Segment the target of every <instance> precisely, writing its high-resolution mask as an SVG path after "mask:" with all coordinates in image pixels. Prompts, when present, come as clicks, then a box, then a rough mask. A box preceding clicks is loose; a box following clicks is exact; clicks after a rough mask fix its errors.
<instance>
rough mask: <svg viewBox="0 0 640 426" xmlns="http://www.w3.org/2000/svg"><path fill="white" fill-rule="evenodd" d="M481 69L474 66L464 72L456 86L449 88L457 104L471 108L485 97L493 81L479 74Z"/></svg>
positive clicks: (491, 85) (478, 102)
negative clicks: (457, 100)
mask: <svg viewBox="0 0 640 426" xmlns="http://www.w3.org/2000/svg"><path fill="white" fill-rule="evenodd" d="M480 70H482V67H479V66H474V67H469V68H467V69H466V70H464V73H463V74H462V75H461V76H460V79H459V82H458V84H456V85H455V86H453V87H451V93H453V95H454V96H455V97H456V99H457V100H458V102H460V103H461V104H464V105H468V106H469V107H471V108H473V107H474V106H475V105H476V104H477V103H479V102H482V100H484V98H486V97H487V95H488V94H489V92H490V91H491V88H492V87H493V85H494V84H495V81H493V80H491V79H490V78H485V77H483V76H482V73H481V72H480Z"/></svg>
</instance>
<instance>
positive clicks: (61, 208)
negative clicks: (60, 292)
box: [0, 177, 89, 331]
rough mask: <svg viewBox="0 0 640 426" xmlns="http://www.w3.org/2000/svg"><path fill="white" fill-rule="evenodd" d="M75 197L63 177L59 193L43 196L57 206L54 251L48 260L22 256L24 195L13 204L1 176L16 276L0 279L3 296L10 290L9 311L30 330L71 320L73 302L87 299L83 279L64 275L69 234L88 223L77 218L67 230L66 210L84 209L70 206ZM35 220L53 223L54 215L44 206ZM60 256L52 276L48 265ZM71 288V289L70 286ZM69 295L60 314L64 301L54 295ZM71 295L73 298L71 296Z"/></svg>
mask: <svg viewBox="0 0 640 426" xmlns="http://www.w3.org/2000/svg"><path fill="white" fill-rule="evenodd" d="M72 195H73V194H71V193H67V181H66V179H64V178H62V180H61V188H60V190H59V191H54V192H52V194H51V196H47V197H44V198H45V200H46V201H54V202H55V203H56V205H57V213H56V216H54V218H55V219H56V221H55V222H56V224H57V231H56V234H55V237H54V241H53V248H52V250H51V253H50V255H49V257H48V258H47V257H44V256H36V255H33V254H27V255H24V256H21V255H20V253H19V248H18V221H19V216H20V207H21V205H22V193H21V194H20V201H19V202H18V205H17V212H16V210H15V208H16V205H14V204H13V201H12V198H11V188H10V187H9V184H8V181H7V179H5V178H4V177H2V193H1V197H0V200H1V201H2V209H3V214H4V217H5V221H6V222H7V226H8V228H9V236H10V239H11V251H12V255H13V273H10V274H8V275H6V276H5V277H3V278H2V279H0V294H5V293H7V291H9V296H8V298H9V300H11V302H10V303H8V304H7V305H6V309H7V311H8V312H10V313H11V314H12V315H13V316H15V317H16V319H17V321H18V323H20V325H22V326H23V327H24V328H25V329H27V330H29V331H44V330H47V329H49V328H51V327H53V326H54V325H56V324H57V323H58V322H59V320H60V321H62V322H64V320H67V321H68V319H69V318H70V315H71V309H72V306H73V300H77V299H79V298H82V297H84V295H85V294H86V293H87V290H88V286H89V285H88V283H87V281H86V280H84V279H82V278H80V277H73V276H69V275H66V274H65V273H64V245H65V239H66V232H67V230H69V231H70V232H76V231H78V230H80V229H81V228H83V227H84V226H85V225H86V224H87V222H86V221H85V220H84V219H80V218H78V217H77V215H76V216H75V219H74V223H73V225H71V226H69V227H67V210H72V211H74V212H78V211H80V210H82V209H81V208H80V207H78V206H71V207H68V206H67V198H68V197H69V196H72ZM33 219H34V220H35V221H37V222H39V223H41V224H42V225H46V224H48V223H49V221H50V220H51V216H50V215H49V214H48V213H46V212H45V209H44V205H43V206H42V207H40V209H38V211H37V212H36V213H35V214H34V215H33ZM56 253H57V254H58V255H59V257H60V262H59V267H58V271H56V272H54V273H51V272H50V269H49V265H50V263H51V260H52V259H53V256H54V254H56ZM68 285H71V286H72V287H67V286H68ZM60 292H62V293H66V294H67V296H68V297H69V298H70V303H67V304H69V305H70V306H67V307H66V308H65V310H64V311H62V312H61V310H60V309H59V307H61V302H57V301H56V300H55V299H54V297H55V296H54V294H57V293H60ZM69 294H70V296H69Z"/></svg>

ABOUT THIS TASK: What is needed is an exact copy of the entries above, from the first line through the line holding "positive clicks: (491, 85) (478, 102)", with both of those lines kept; please give nothing else.

THE ANSWER:
Segment the target of every <instance> precisely, writing its high-resolution mask as an SVG path after "mask:" with all coordinates in image pixels. Prompts, when present, come as clicks, then a box, then a rough mask. A box preceding clicks is loose; a box following clicks is exact; clicks after a rough mask fix its errors.
<instance>
rough mask: <svg viewBox="0 0 640 426" xmlns="http://www.w3.org/2000/svg"><path fill="white" fill-rule="evenodd" d="M481 69L474 66L464 72L456 86L449 88L457 104L471 108L485 97L493 81L479 74Z"/></svg>
positive clicks: (491, 85) (478, 102)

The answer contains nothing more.